• **EXERCISE SET**:
(1) Answer these questions from the msgr2 and NAT thread:
(a) Which deployments does Sébastien Han believe mostly rely on NAT?
(b) In Sage Weil's quoted message, which peer is the first connection always made to?
(c) According to Sage Weil, what two things would identify a client behind NAT?
(2) Please continue the msgr2 and NAT thread from where it stops.

• **PASSAGE**:

Re: msgr2 and NAT

Sebastien Han <shan@xxxxxxxxxx> · Fri, 8 Feb 2019 12:14:32 +0100

I believe most of the containerized (docker/kubernetes) deployments
rely on NAT (doing bridges), other CNI might do things differently but
I'm concerned to lose the ability to NAT for these environments.

Thanks!
–––––––––
Sébastien Han
Principal Software Engineer, Storage Architect

"Always give 100%. Unless you're giving blood."

On Tue, Jan 29, 2019 at 3:13 PM Jason Dillaman <jdillama@xxxxxxxxxx> wrote:
>
> On Mon, Jan 28, 2019 at 4:00 AM Sage Weil <sweil@xxxxxxxxxx> wrote:
> >
> > msgr1 has some super cludgey behavior that's used to detect what IP
> > address the client or daemon should identify as.  If the daemon hasn't
> > explicitly binded to a specific IP (i.e., it bound to 0.0.0.0, [::], or
> > didn't bind at all) then the first time it connects to another peer the
> > peer will send the IP we appear to be connecting from in the initial
> > banner.
> >
> > It seems to have worked out mostly okay, but it's definitely a bit weird.
> > The first connection is always to the monitor, so this means that the IP
> > that an OSD or MDS daemon uses is always the one that on the same network
> > as the monitor (or whichever IP the kernel decides to use to route to it).
> >
> > A side-effect of this is that, in theory, a client that is behind NAT
> > could connect to a ceph cluster.  It will end up being identified by the
> > NATed IP that the cluster sees and the random 64-bit nonce.

• **RECORDS SUPPLIED**:
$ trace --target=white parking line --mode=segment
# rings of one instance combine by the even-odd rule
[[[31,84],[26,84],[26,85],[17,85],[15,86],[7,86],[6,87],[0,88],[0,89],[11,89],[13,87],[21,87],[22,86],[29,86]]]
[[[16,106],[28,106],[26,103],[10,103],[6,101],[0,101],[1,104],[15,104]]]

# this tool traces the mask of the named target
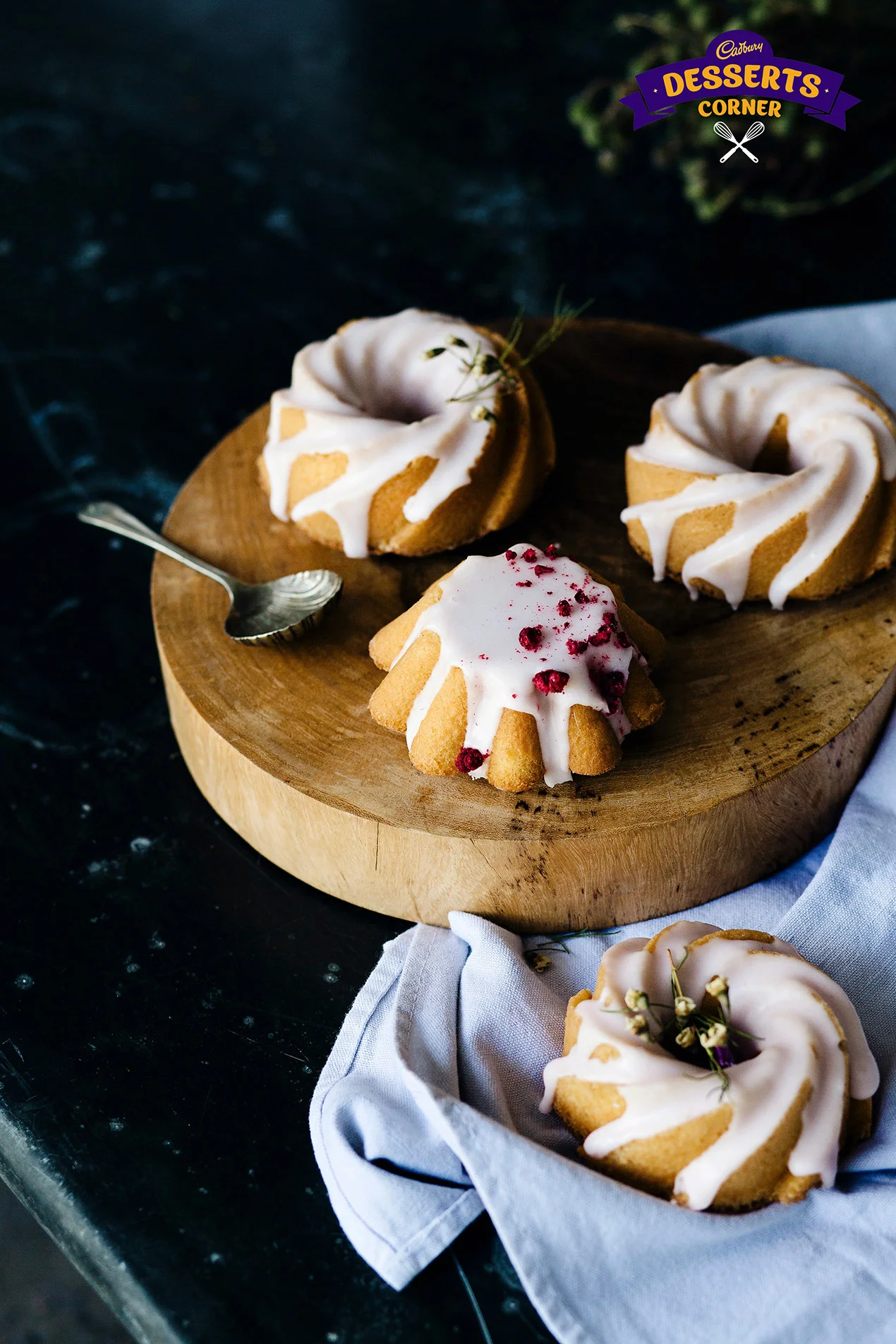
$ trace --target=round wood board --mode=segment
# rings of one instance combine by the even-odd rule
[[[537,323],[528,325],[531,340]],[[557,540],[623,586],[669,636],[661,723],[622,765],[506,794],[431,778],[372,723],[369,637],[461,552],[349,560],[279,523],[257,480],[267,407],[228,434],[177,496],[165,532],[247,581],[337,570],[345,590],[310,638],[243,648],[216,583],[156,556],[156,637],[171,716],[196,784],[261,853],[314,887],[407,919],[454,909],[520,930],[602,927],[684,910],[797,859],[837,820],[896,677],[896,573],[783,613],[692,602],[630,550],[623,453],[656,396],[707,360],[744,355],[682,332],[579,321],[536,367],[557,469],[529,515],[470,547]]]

...

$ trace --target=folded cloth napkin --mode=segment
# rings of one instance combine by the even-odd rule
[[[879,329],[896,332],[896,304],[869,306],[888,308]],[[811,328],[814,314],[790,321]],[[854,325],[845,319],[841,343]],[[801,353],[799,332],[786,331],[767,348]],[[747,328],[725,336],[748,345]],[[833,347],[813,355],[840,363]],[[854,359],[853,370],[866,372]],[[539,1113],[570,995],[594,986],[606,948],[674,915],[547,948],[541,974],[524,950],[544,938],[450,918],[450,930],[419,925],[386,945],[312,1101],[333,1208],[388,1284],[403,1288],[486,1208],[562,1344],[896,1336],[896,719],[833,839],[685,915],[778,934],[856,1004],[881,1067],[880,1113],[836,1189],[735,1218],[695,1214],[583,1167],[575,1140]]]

• **SOLVED PROBLEMS**:
(1)
(a) Most of the containerized (docker/kubernetes) deployments, which do bridges.
(b) The monitor.
(c) The NATed IP that the cluster sees and the random 64-bit nonce.

(2)
> >
> > Note that (to my knowledge) this has never been tested, so it only
> > theoretically works..
> >
> > The initial msgr2 implementation simplifies this by instead calling
> > getsockname(2) on the first outgoing connection to see what IP we're
> > connecting from.  That removes the weird dependency on the other end tell
> > us who we are, but it means that NAT won't work.
> >
> > So... should we try to make the NAT scenario work in msgr2?
> >
> > We can do it with a minor-ish change to have the accepting end share our
> > apparent IP sooner in teh exchange (probably after the initial banner).
> > (The current code shares it as part of the server_ident, but that's too
> > late in the exchange to serve the same role it did in msgr1.)
> >
> > sage
>
> I know RBD has some test cases where is runs librbd clients *within* a
> QEMU VM via the built-in host NATing (e.g. OpenStack devstack test
> cases). Is there some reason why the OSDs care about the real IP
> address of the client?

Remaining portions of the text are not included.